* **TASK REQUIREMENTS**:
a) In the Lenovo Skylight excerpt, by what date did Sapper have to deliver his completed design?
b) Write out the Lenovo Skylight excerpt word for word, from "Skylight was expected" to "was April 2010.".

* **EXCERPT TO READ**:
begin

Linux portable computer

Lenovo Skylight was a small portable computer with mobile data capabilities (sometimes called a smartbook) designed by Richard Sapper for Lenovo. The project was announced in January 2010, but was cancelled less than six months later.

==Design==
Skylight was designed by Richard Sapper. After having a conversation with David Hill, Vice President of Lenovo Brand Management on November 12th, 2008 Sapper agreed to create a design for the device despite the short turn around needed. Sapper had to deliver his completed design by December 18th, 2008. This turnaround time was so short, Sapper began working on the design before Lenovo officially approved him as the designer. He was successful in delivering two complete models.

The USB stick that was included on Skylight was originally designed as a removable telephone headset to be used with the wireless connectivity built into the device.

==History==
A Lenovo device was submitted to the FCC in October 2008, rumored to be the smartbook in question. Qualcomm was rumored to announce a smartbook at an analyst meeting on November 12, 2009. A Lenovo device concept was shown, and reported that it would be announced officially at the Consumer Electronics Show of January 2010. In early January 2010, it was announced that the Lenovo smartbook's name would be "Skylight" and more detailed specifications were made public.

Skylight was expected to be sold through AT&T carrier in the US for $499USD with no contract. Users would have purchased data plans to use the 3G connectivity while away from Wi-Fi. The planned release date was April 2010.

end

* **DATA PROVIDED**:
begin

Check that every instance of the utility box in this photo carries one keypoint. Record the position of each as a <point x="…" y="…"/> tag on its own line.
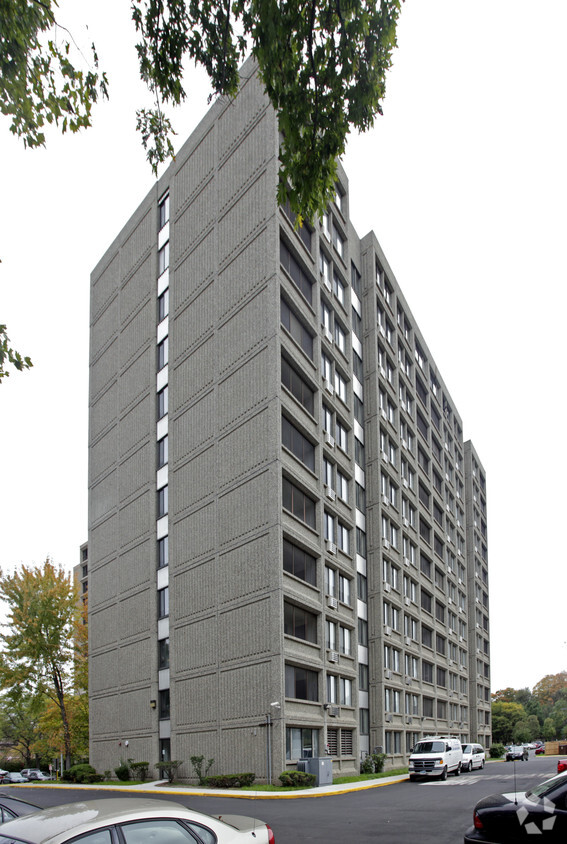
<point x="321" y="766"/>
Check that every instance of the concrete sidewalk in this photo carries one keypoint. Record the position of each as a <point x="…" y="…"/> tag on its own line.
<point x="162" y="787"/>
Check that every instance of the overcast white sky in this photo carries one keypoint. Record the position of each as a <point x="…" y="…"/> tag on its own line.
<point x="464" y="181"/>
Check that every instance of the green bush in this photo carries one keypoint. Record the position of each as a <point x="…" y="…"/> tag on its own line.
<point x="297" y="778"/>
<point x="230" y="780"/>
<point x="123" y="772"/>
<point x="140" y="770"/>
<point x="496" y="751"/>
<point x="81" y="773"/>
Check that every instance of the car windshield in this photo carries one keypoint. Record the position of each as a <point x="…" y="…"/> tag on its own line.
<point x="429" y="747"/>
<point x="544" y="789"/>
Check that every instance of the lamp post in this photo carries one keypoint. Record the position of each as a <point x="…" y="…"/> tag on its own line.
<point x="276" y="705"/>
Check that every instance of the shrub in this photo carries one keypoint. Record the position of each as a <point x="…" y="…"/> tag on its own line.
<point x="141" y="769"/>
<point x="122" y="772"/>
<point x="229" y="780"/>
<point x="297" y="778"/>
<point x="81" y="773"/>
<point x="197" y="762"/>
<point x="496" y="751"/>
<point x="168" y="769"/>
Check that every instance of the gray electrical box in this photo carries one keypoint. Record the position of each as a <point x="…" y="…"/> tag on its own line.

end

* **SET OF ANSWERS**:
a) December 18th, 2008

b)
Skylight was expected to be sold through AT&T carrier in the US for $499USD with no contract. Users would have purchased data plans to use the 3G connectivity while away from Wi-Fi. The planned release date was April 2010.